What you need to do - Output only the span of lines that begins at the line containing "is the display" and ends at the last line of the data, both included, exactly as they appear.

*** Study material Section Begins ***

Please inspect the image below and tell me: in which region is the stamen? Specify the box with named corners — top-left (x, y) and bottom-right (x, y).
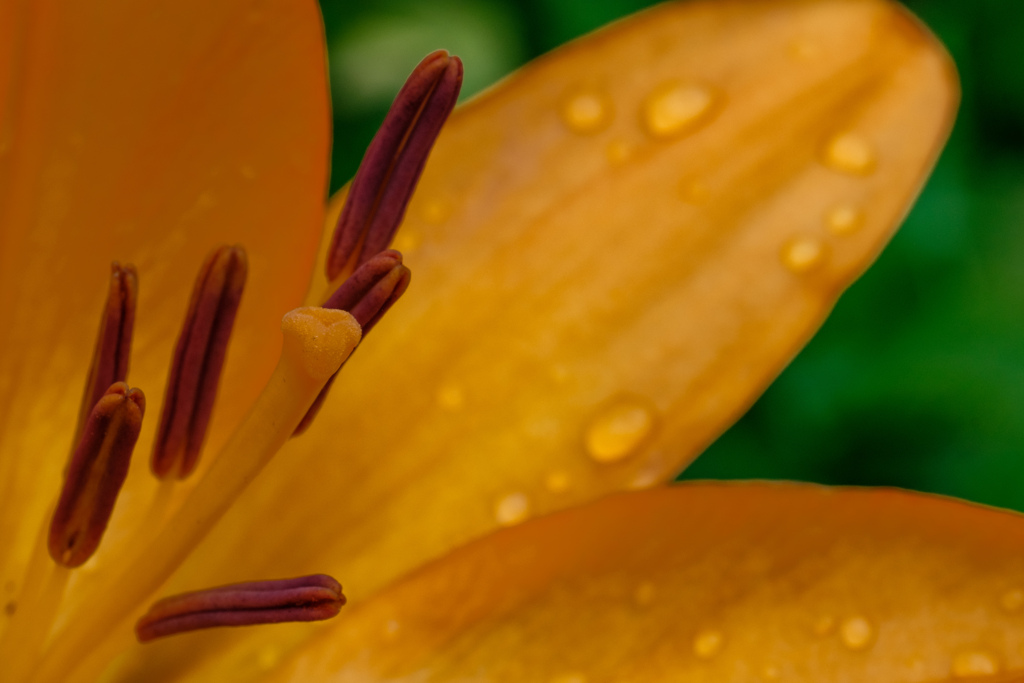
top-left (73, 263), bottom-right (137, 448)
top-left (152, 245), bottom-right (247, 480)
top-left (49, 382), bottom-right (145, 567)
top-left (135, 574), bottom-right (344, 642)
top-left (325, 50), bottom-right (463, 280)
top-left (293, 250), bottom-right (411, 435)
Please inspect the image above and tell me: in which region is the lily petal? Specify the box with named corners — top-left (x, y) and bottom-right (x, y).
top-left (182, 0), bottom-right (958, 609)
top-left (265, 483), bottom-right (1024, 682)
top-left (0, 0), bottom-right (328, 583)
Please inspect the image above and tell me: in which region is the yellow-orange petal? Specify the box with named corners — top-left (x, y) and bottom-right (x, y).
top-left (163, 0), bottom-right (956, 664)
top-left (232, 484), bottom-right (1024, 681)
top-left (0, 0), bottom-right (328, 603)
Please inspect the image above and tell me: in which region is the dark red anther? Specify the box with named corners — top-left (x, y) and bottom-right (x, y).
top-left (74, 263), bottom-right (137, 448)
top-left (325, 50), bottom-right (463, 281)
top-left (151, 245), bottom-right (247, 480)
top-left (49, 382), bottom-right (145, 568)
top-left (135, 574), bottom-right (345, 642)
top-left (293, 251), bottom-right (411, 436)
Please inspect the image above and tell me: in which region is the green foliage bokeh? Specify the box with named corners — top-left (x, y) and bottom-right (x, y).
top-left (319, 0), bottom-right (1024, 512)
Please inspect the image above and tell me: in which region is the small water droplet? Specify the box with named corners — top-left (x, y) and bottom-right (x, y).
top-left (1001, 587), bottom-right (1024, 613)
top-left (781, 237), bottom-right (825, 273)
top-left (436, 384), bottom-right (464, 411)
top-left (605, 139), bottom-right (634, 164)
top-left (549, 364), bottom-right (571, 384)
top-left (585, 397), bottom-right (656, 463)
top-left (256, 647), bottom-right (280, 671)
top-left (550, 674), bottom-right (587, 683)
top-left (383, 619), bottom-right (400, 640)
top-left (813, 614), bottom-right (835, 636)
top-left (952, 650), bottom-right (999, 678)
top-left (839, 615), bottom-right (873, 650)
top-left (634, 580), bottom-right (656, 607)
top-left (762, 664), bottom-right (781, 680)
top-left (823, 133), bottom-right (875, 175)
top-left (826, 204), bottom-right (862, 236)
top-left (561, 91), bottom-right (612, 134)
top-left (240, 165), bottom-right (256, 180)
top-left (391, 229), bottom-right (421, 254)
top-left (545, 470), bottom-right (571, 493)
top-left (643, 82), bottom-right (715, 138)
top-left (421, 199), bottom-right (452, 225)
top-left (693, 629), bottom-right (724, 659)
top-left (679, 179), bottom-right (710, 204)
top-left (3, 601), bottom-right (15, 616)
top-left (495, 492), bottom-right (530, 526)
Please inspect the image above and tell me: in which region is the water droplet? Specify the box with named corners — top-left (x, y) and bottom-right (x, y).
top-left (545, 470), bottom-right (571, 493)
top-left (561, 91), bottom-right (612, 134)
top-left (634, 581), bottom-right (656, 607)
top-left (495, 492), bottom-right (530, 526)
top-left (256, 647), bottom-right (280, 670)
top-left (550, 674), bottom-right (587, 683)
top-left (823, 133), bottom-right (875, 175)
top-left (606, 139), bottom-right (634, 164)
top-left (421, 198), bottom-right (452, 225)
top-left (3, 601), bottom-right (15, 616)
top-left (781, 237), bottom-right (825, 273)
top-left (826, 204), bottom-right (863, 236)
top-left (391, 229), bottom-right (421, 254)
top-left (436, 384), bottom-right (464, 411)
top-left (762, 664), bottom-right (781, 680)
top-left (813, 615), bottom-right (835, 636)
top-left (240, 165), bottom-right (256, 180)
top-left (585, 397), bottom-right (656, 463)
top-left (643, 82), bottom-right (715, 138)
top-left (680, 179), bottom-right (710, 204)
top-left (383, 619), bottom-right (400, 640)
top-left (1001, 587), bottom-right (1024, 612)
top-left (839, 615), bottom-right (873, 650)
top-left (693, 629), bottom-right (724, 659)
top-left (952, 650), bottom-right (999, 678)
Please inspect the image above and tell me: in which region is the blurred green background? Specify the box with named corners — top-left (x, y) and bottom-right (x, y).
top-left (318, 1), bottom-right (1024, 511)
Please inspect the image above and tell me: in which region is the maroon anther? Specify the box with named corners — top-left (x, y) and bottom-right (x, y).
top-left (152, 245), bottom-right (247, 480)
top-left (325, 50), bottom-right (463, 281)
top-left (49, 382), bottom-right (145, 567)
top-left (74, 263), bottom-right (137, 448)
top-left (135, 574), bottom-right (345, 642)
top-left (293, 251), bottom-right (411, 436)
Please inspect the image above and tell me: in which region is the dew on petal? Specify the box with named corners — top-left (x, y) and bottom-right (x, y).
top-left (679, 179), bottom-right (710, 204)
top-left (545, 470), bottom-right (571, 493)
top-left (826, 204), bottom-right (863, 236)
top-left (839, 615), bottom-right (874, 650)
top-left (584, 397), bottom-right (656, 463)
top-left (1002, 588), bottom-right (1024, 613)
top-left (642, 82), bottom-right (715, 138)
top-left (634, 580), bottom-right (656, 607)
top-left (550, 673), bottom-right (587, 683)
top-left (605, 139), bottom-right (634, 164)
top-left (420, 198), bottom-right (452, 225)
top-left (952, 650), bottom-right (999, 678)
top-left (240, 164), bottom-right (256, 180)
top-left (561, 90), bottom-right (612, 134)
top-left (762, 664), bottom-right (782, 680)
top-left (781, 237), bottom-right (825, 273)
top-left (436, 384), bottom-right (465, 411)
top-left (693, 629), bottom-right (724, 659)
top-left (382, 619), bottom-right (400, 641)
top-left (813, 614), bottom-right (836, 636)
top-left (4, 601), bottom-right (15, 616)
top-left (823, 132), bottom-right (876, 175)
top-left (494, 492), bottom-right (530, 526)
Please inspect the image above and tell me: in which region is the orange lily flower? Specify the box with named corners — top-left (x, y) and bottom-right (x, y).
top-left (1, 0), bottom-right (996, 680)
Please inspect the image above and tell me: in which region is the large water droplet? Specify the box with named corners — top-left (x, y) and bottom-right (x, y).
top-left (952, 650), bottom-right (999, 678)
top-left (823, 133), bottom-right (876, 175)
top-left (826, 204), bottom-right (863, 236)
top-left (585, 397), bottom-right (656, 463)
top-left (561, 91), bottom-right (612, 134)
top-left (1001, 587), bottom-right (1024, 613)
top-left (693, 629), bottom-right (724, 659)
top-left (839, 615), bottom-right (873, 650)
top-left (781, 237), bottom-right (825, 273)
top-left (643, 82), bottom-right (715, 138)
top-left (494, 492), bottom-right (530, 526)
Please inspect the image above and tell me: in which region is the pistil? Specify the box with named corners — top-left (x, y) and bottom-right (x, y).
top-left (135, 574), bottom-right (344, 641)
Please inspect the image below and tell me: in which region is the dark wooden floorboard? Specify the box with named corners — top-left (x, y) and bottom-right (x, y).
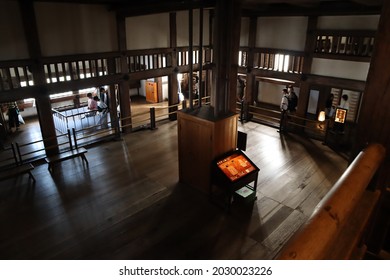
top-left (0, 118), bottom-right (348, 259)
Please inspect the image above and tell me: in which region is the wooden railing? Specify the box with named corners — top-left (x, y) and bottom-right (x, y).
top-left (239, 47), bottom-right (305, 74)
top-left (176, 46), bottom-right (213, 67)
top-left (42, 52), bottom-right (121, 84)
top-left (0, 59), bottom-right (34, 91)
top-left (277, 143), bottom-right (386, 260)
top-left (0, 46), bottom-right (214, 93)
top-left (314, 30), bottom-right (376, 61)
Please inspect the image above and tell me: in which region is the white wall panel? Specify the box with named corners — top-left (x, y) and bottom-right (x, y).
top-left (177, 9), bottom-right (210, 47)
top-left (126, 13), bottom-right (169, 50)
top-left (0, 1), bottom-right (29, 60)
top-left (257, 17), bottom-right (308, 51)
top-left (312, 58), bottom-right (370, 81)
top-left (35, 2), bottom-right (117, 56)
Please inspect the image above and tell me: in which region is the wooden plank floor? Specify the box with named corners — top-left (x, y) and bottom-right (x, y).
top-left (0, 118), bottom-right (348, 259)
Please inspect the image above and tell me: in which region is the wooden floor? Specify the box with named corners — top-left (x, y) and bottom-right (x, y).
top-left (0, 116), bottom-right (348, 259)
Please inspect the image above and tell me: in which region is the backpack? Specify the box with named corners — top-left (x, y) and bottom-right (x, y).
top-left (288, 95), bottom-right (298, 111)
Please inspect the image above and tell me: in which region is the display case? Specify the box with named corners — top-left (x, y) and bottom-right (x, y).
top-left (211, 150), bottom-right (260, 211)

*** Study material Section Ends ***

Expected answer -
Please inspect the image above and tell me: in which region is the display case? Specify the box with named corners — top-left (x, y) and bottom-right (x, y).
top-left (211, 150), bottom-right (260, 211)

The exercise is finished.